▸ **Work request**
Take the entries that follow and return exactly the lines from the one holding "the red shoe" through the one holding "the white court", both included. Nothing else is needed.

▸ **Recorded data**
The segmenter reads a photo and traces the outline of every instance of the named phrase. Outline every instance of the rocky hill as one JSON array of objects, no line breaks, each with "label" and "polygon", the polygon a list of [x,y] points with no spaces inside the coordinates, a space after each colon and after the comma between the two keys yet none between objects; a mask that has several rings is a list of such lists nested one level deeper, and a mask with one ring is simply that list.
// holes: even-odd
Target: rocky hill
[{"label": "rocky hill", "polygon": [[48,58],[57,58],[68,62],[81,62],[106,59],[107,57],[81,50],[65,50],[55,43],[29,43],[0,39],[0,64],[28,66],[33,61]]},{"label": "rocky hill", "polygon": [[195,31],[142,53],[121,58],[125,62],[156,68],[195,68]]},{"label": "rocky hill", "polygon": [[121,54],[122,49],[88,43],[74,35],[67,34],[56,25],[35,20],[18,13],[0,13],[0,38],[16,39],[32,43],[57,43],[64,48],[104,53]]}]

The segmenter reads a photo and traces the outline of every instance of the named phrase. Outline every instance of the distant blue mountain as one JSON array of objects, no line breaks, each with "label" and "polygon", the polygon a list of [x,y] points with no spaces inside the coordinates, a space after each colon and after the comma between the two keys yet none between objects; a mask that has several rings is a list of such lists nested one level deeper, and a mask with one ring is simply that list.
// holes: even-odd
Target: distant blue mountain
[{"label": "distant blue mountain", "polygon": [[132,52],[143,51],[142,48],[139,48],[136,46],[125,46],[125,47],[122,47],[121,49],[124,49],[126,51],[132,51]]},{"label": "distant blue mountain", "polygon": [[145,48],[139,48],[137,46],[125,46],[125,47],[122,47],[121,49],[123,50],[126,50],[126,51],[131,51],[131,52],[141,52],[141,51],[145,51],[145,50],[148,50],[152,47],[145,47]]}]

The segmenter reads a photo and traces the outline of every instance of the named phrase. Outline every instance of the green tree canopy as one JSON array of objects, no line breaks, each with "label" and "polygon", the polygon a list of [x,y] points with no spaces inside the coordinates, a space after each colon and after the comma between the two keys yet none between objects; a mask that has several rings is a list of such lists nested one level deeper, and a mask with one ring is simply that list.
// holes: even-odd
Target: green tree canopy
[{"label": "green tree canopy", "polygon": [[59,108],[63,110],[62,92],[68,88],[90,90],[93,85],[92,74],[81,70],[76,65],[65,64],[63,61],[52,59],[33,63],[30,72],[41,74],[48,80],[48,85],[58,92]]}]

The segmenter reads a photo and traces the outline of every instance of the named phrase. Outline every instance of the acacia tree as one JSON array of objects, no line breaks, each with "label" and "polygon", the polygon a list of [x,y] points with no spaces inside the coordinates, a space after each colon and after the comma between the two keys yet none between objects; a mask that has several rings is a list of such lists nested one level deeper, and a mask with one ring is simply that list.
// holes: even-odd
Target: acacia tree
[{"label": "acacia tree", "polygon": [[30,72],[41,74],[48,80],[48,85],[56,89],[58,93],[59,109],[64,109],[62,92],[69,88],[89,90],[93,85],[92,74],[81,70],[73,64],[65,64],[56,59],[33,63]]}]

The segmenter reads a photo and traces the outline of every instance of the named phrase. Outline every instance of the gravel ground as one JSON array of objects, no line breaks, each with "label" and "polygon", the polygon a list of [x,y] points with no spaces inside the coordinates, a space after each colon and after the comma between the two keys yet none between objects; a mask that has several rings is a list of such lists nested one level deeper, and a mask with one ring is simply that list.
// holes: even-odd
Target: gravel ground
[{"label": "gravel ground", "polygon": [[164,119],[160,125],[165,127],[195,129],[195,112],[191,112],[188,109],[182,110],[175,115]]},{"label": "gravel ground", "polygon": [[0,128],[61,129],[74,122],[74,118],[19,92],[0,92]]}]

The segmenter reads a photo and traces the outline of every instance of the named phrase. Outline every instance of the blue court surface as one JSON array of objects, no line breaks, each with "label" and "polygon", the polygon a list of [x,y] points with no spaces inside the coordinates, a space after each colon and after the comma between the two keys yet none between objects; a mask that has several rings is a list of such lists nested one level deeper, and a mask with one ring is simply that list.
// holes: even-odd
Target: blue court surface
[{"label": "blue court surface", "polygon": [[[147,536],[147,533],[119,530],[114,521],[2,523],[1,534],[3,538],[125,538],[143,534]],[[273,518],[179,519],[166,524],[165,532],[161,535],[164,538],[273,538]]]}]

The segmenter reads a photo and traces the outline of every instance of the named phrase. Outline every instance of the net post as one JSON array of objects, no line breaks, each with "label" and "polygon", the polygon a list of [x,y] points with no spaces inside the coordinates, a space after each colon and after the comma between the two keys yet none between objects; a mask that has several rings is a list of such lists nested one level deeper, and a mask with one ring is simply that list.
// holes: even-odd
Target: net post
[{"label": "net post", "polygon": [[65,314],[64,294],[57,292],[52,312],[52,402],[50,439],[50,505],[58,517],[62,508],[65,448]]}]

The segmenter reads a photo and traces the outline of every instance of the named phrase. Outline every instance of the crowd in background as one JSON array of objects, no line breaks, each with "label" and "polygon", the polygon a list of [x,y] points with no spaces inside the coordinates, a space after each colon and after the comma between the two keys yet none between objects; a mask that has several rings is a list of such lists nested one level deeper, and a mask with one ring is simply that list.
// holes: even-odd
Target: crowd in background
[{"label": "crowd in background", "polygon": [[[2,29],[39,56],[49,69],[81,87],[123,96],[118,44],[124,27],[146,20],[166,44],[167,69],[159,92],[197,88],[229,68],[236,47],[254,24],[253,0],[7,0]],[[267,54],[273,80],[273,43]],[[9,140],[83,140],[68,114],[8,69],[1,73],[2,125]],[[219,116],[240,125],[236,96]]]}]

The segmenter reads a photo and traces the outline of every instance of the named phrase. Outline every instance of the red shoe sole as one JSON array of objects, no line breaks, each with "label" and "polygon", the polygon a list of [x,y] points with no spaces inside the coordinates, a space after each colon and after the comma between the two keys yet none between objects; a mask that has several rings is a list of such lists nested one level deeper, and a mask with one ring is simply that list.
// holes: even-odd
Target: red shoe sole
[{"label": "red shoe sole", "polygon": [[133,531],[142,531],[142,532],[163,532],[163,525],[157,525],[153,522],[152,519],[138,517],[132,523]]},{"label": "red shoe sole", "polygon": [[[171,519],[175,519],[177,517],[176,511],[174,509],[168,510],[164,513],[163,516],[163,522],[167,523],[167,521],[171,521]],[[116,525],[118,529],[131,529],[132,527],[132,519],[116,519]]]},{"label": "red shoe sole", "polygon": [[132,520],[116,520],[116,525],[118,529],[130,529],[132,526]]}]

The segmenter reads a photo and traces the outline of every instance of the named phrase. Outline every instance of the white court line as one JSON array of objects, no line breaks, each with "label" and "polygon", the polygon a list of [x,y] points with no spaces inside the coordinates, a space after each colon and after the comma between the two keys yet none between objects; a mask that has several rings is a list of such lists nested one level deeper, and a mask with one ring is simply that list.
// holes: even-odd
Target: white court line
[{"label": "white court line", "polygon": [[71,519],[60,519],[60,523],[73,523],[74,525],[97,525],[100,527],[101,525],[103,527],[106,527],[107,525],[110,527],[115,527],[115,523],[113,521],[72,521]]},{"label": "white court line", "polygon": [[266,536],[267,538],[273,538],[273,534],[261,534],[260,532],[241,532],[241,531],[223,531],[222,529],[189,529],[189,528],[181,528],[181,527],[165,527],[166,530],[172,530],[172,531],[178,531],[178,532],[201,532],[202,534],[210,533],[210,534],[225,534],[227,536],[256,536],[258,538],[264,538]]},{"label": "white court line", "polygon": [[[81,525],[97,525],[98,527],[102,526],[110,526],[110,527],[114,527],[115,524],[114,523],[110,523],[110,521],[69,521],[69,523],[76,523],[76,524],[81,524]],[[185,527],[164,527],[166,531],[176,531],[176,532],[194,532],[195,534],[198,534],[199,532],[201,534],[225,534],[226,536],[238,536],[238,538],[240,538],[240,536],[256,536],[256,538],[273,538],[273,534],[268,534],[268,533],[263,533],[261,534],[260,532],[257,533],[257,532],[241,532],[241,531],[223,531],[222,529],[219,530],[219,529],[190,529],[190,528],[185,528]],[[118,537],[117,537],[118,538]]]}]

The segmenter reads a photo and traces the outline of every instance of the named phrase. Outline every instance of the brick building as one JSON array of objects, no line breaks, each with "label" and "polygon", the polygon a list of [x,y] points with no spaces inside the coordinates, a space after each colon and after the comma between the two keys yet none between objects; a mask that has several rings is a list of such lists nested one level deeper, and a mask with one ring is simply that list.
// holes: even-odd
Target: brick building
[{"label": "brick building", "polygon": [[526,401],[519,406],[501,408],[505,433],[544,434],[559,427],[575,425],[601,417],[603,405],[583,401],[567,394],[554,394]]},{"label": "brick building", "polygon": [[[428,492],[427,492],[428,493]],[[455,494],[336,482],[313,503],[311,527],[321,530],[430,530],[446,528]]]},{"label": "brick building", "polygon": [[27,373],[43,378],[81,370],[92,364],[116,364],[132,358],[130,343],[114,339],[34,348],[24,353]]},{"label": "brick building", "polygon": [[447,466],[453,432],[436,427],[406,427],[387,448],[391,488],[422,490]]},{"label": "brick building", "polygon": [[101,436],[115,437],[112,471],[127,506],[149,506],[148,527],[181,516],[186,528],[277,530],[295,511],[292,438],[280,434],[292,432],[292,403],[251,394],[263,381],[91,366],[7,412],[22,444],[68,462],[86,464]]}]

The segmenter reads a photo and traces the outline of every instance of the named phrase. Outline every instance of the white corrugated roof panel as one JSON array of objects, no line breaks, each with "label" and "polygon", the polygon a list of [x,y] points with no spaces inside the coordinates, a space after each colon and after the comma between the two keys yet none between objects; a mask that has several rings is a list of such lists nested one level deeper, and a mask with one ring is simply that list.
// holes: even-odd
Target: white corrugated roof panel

▸ **Reply**
The segmenter reads a photo and traces the outline of every instance of the named phrase. Outline every instance of the red shoe sole as one JSON array of objects, no line breaks, each with "label" and "polygon", the polygon a list of [x,y] points with no spaces inside the coordinates, a space after each colon and after the comma between the two keys yet none between objects; a mask that has several rings is a list of such lists nested one level deeper, and a mask with one ring is simply that list.
// holes: even-odd
Target: red shoe sole
[{"label": "red shoe sole", "polygon": [[133,531],[142,531],[142,532],[163,532],[163,525],[157,525],[153,522],[152,519],[138,517],[132,523]]},{"label": "red shoe sole", "polygon": [[[171,519],[175,519],[177,517],[176,511],[174,509],[168,510],[164,513],[163,516],[163,522],[167,523],[167,521],[171,521]],[[116,525],[118,529],[131,529],[132,527],[132,519],[116,519]]]},{"label": "red shoe sole", "polygon": [[132,520],[116,520],[116,525],[118,529],[130,529],[132,526]]}]

The segmenter reads a photo and traces the outline of every instance of the named phrase. Outline every instance of the white court line as one JSON array of objects, no line breaks, each with "label" and "polygon", the polygon a list of [x,y] points with no spaces inside the coordinates, a space after each colon and after the comma between the two keys yet none between objects; a mask that has several rings is a list of such lists nested one level deeper, and a mask with one ring is simply that list.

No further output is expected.